Vintage VS second hand
Diciamolo subito: non c’è una categoria migliore di un’altra, entrambe costituiscono una valida alternativa di acquisto responsabile. Ma alcuni potranno rimanere disorientati da una forte discrepanza nei prezzi o nei capi che si trovano nell’uno o nell’altro caso. Per entrambe le categorie poi bisogna distinguere tra il segmento del lusso e il resto. Detto questo entrambe le opzioni fanno una cosa molto importante, e cioè estendono il ciclo di vita degli abiti andando ad impattare anche sulla sovrapproduzione. Più persone acquistano vintage o second hand e meno ci sarà necessità di ricorrere al nuovo, scoraggiando i brand dal realizzare collezioni enormi che poi restano invendute. Questo significa che lo shopping di seconda mano può aiutare a prevenire lo sfruttamento eccessivo di risorse come plastica, acqua e fibre tessili in generale per produrre nuovi capi di abbigliamento. Fatta eccezione per abiti e accessori di brand high end o particolarmente lussuosi, acquistare vintage o second hand consente di risparmiare notevolmente. Non solo, spesso si parla di pezzi unici: per molti, il punto forte di questo tipo di acquisti è l’opportunità di scoprire articoli non venduti nei negozi delle più popolari catene che, oltre a ripetere fino allo sfinimento quanto dannose siano per il pianeta, offrono abiti e stili piuttosto massificati.
Una boutique vintage è una macchina del tempo
Entrare in una boutique vintage è un po’ come salire su una macchina del tempo: oltre a vestiti, gioielli e accessori, alcune boutique vintage possono offrire anche articoli di arredamento o mobili in linea con il periodo storico di specializzazione, creando un’esperienza unica e immersiva per i clienti. «Credo che ogni negozio vintage abbia in qualche modo la sua peculiarità, a partire dal tipo di ricerca che viene fatta» spiega Anita Ottaviano, founder della boutique Nomad vintage roots in via Ignazio Ciaia a Milano. «La mia ricerca parte dal viaggio, io e il mio van viaggiamo in giro per l’Italia e l’Europa per scovare capi. Io li seleziono uno ad uno: è importante per me che abbiano una storia, un vissuto e che appartengano ad epoche diverse, è anche per questo che il mio negozio si chiama Nomad. I kilt ad esempio li prendo in Scozia, non avrebbe senso cercarli altrove. Il risultato della mia ricerca è un buon mix di capi e accessori vintage e second hand uomo e donna che vanno dagli anni 60 agli anni 90». Ottaviano colloca infatti come vintage tutto quello che è stato realizzato prima del 2004, in epoca pre-fast fashion se così si può dire. «Passati i 20 anni un capo può considerarsi vintage».

> _COMPITO DA SVOLGERE_:
Riscrivi in forma di elenco puntato il paragrafo del brano sul vintage che inizia con «Entrare in una boutique vintage», mantenendo i fatti principali.

> _RIGHE DEL DATASET_:
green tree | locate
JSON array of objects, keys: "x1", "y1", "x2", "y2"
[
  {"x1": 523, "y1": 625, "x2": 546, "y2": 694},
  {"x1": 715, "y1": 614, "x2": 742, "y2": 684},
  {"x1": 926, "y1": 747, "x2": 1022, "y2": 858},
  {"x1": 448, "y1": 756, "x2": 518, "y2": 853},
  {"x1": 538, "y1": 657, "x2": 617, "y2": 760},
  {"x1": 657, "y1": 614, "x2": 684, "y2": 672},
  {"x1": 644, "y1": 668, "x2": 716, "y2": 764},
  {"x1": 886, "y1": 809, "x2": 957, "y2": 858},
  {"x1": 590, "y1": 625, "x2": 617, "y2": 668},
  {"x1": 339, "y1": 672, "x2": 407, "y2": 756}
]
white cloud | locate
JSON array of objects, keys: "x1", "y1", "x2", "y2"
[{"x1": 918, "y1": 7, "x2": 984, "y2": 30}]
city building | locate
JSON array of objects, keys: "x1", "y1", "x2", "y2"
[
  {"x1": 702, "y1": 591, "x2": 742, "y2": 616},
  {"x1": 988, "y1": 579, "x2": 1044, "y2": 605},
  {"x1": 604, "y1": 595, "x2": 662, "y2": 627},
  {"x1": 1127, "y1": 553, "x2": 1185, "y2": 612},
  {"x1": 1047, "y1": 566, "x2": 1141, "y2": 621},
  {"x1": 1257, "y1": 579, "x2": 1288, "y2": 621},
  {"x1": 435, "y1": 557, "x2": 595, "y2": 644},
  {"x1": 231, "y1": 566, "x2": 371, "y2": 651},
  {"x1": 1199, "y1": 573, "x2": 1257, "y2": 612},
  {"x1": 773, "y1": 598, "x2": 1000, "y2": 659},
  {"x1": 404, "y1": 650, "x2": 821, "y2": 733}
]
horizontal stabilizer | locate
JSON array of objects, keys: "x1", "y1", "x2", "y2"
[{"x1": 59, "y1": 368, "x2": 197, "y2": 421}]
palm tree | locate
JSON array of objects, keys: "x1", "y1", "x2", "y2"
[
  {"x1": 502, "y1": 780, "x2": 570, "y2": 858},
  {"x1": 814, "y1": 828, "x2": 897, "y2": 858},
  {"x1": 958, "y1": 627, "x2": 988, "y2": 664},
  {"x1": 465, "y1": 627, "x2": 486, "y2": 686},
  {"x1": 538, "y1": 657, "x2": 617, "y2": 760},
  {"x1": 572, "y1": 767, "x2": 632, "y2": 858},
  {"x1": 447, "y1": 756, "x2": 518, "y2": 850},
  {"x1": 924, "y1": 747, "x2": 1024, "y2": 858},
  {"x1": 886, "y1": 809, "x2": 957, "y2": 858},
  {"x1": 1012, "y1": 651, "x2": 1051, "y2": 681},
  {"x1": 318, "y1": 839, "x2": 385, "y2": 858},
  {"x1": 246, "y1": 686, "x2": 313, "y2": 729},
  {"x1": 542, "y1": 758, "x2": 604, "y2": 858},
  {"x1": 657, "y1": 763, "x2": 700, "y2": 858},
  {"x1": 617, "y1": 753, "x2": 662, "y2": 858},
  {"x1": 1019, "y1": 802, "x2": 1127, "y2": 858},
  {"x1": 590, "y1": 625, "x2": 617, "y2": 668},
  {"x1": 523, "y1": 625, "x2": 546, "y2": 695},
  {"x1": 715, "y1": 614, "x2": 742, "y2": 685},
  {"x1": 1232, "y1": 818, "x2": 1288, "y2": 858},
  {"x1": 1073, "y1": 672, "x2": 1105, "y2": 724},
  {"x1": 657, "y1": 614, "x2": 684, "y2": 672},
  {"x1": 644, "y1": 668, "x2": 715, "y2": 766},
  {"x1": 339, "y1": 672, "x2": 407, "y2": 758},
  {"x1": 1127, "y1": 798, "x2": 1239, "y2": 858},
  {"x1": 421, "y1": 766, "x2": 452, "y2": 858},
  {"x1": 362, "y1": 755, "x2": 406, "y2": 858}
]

> _SOLUZIONE_:
- Entrare in una boutique vintage è come salire su una macchina del tempo. Oltre a vestiti, gioielli e accessori, alcune boutique offrono anche arredamento o mobili legati al periodo storico in cui sono specializzate, creando un'esperienza unica e immersiva.
- Secondo Anita Ottaviano, founder di Nomad vintage roots in via Ignazio Ciaia a Milano, ogni negozio vintage ha una sua peculiarità, a partire dal tipo di ricerca.
- La sua ricerca parte dal viaggio: con il suo van gira l'Italia e l'Europa per trovare capi.
- I capi sono selezionati uno ad uno, perché abbiano una storia e appartengano a epoche diverse. Da qui viene il nome Nomad.
- I kilt, per esempio, li prende in Scozia.
- Il risultato è un mix di capi e accessori vintage e second hand, da uomo e da donna, dagli anni 60 agli anni 90.
- Per Ottaviano è vintage tutto ciò che è stato realizzato prima del 2004, in epoca pre-fast fashion: passati i 20 anni un capo può considerarsi vintage.